◆ OBJECTIVE ◆
Locate each line below that contains the string "woman" and copy those lines out in full.

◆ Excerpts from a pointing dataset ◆
┄┄┄┄┄┄
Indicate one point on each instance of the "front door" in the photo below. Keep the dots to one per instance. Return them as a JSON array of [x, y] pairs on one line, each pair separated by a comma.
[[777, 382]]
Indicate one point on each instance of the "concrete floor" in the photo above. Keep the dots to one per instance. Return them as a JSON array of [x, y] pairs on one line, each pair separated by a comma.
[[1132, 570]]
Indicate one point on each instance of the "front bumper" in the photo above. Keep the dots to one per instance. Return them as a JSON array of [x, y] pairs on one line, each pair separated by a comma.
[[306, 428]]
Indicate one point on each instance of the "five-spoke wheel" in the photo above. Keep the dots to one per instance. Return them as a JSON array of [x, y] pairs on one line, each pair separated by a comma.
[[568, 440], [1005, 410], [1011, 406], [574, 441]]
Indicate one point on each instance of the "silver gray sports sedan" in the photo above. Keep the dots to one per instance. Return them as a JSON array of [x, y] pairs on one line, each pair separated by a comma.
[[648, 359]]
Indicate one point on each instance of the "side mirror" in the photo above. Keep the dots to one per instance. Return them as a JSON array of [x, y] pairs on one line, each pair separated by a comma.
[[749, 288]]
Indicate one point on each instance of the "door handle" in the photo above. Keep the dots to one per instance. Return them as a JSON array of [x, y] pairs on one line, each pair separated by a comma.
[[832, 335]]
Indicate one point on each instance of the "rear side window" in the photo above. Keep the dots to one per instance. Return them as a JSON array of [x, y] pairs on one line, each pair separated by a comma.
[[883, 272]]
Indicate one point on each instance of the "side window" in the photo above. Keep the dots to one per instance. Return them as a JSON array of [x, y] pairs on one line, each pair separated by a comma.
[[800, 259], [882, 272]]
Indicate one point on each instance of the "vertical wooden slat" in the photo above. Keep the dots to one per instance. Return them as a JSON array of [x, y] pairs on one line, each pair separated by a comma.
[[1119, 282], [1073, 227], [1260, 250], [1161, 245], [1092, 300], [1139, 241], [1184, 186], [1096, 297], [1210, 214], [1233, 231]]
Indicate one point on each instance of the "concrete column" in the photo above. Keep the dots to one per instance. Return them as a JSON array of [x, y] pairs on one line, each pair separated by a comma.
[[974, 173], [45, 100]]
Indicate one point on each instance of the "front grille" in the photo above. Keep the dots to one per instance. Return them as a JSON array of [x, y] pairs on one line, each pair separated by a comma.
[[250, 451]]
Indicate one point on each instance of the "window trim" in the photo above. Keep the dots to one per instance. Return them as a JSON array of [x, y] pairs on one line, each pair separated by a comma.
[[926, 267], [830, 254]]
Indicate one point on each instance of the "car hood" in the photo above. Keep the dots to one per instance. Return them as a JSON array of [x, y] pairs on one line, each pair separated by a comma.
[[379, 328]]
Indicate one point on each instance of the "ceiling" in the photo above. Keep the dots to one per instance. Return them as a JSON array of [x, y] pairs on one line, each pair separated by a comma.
┄┄┄┄┄┄
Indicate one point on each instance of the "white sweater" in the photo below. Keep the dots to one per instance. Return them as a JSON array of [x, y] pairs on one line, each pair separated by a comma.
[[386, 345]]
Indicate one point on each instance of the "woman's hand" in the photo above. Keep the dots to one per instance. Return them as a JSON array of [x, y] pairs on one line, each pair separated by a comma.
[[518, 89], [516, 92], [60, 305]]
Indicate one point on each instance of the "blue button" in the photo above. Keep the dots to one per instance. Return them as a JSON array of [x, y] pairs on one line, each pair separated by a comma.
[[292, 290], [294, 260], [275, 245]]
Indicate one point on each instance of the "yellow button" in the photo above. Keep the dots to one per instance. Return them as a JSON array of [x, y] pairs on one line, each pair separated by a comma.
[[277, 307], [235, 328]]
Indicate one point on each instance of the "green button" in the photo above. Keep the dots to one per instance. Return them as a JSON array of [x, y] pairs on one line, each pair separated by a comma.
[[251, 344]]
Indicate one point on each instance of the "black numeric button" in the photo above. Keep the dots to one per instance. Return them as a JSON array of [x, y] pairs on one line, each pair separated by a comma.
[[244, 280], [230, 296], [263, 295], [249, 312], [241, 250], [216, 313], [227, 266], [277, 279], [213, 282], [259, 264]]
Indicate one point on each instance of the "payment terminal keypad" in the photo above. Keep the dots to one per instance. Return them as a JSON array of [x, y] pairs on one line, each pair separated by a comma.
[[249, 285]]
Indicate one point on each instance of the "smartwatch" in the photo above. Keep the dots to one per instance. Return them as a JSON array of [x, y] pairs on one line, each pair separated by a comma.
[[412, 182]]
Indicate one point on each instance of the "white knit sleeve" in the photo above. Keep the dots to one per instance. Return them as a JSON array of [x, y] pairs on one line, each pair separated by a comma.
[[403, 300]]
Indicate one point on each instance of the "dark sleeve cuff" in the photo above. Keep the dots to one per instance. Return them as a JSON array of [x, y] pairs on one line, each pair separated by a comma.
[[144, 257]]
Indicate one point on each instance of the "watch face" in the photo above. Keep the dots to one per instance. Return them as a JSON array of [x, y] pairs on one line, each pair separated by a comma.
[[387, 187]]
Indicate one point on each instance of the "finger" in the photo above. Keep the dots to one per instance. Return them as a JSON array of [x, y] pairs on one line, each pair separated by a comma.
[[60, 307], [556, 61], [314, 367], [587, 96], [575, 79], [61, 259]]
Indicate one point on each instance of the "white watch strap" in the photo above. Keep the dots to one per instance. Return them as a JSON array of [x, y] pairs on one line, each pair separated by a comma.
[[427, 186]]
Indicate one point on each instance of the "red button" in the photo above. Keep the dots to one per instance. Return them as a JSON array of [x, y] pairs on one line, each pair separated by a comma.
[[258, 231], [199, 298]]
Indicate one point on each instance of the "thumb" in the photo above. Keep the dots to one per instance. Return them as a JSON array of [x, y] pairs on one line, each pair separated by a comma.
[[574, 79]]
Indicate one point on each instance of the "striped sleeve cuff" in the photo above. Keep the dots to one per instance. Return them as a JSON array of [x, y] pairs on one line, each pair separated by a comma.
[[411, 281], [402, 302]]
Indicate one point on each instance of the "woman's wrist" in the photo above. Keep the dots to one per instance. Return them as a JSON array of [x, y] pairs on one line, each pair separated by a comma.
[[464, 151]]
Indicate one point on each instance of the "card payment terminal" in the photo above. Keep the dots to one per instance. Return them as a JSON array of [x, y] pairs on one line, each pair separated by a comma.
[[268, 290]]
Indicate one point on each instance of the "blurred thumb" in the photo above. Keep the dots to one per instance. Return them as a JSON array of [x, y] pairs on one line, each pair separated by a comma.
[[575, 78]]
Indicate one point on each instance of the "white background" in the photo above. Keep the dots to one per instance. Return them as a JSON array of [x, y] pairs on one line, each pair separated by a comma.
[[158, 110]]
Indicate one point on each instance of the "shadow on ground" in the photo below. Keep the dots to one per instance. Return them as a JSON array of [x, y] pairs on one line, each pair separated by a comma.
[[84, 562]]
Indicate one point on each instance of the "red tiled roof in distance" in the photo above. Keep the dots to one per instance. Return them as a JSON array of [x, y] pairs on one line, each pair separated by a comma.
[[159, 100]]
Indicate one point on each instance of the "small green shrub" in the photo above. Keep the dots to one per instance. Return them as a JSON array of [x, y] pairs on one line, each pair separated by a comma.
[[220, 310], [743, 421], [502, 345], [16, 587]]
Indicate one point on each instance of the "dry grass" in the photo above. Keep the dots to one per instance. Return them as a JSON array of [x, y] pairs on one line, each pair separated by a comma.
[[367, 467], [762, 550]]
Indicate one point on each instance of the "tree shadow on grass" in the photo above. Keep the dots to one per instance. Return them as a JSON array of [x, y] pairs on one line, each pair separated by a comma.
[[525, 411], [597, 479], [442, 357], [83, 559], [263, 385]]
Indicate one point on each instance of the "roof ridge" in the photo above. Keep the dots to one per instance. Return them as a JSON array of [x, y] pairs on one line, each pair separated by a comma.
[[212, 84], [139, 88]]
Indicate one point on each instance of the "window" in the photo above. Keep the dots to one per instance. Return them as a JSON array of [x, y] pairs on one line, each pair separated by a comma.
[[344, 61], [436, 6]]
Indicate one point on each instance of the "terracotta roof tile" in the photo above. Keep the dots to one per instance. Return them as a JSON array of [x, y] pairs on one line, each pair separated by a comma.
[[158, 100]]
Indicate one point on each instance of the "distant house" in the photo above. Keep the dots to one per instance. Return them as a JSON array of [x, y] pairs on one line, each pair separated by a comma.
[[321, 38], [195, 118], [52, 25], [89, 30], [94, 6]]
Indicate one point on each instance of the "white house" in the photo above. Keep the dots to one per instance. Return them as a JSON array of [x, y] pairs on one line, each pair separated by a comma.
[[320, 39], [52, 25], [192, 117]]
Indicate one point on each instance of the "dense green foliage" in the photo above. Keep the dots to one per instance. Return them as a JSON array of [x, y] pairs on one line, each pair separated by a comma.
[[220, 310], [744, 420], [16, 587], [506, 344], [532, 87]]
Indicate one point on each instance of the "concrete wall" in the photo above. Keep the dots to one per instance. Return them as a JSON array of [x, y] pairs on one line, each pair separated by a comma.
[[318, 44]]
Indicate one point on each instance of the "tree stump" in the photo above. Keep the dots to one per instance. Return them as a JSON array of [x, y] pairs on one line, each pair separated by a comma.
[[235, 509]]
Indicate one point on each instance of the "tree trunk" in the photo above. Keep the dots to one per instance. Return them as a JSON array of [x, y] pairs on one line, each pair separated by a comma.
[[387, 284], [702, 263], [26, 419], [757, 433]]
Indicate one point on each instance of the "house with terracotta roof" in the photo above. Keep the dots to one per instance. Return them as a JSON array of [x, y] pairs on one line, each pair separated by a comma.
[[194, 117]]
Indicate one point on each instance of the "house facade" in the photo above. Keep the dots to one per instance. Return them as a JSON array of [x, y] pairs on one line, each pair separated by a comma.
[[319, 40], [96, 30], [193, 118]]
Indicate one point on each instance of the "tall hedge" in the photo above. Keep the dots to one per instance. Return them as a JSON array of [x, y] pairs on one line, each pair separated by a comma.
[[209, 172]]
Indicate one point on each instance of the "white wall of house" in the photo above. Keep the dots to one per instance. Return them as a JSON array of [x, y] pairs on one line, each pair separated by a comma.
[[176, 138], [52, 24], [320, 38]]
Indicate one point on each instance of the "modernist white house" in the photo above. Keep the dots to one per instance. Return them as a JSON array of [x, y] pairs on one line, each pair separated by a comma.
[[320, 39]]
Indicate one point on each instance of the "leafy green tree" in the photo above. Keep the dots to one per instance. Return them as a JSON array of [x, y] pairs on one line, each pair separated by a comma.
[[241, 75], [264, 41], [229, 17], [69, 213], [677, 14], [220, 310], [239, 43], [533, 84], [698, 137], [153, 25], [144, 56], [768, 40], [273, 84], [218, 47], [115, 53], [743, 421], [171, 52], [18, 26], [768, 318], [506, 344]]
┄┄┄┄┄┄
◆ OUTPUT BELOW ◆
Indicate one point on each instance of the "woman's hand" in the photo above. Keep the dots to one per instance. Return them as a JSON array of [x, y] pairs on one line, each pair separated by a comma.
Indicate one point on each instance of the "woman's wrist" in the photo above. Keep the dots to one per instance. Return them as a JSON array of [x, y] pairs on one line, each pair separated by a comma.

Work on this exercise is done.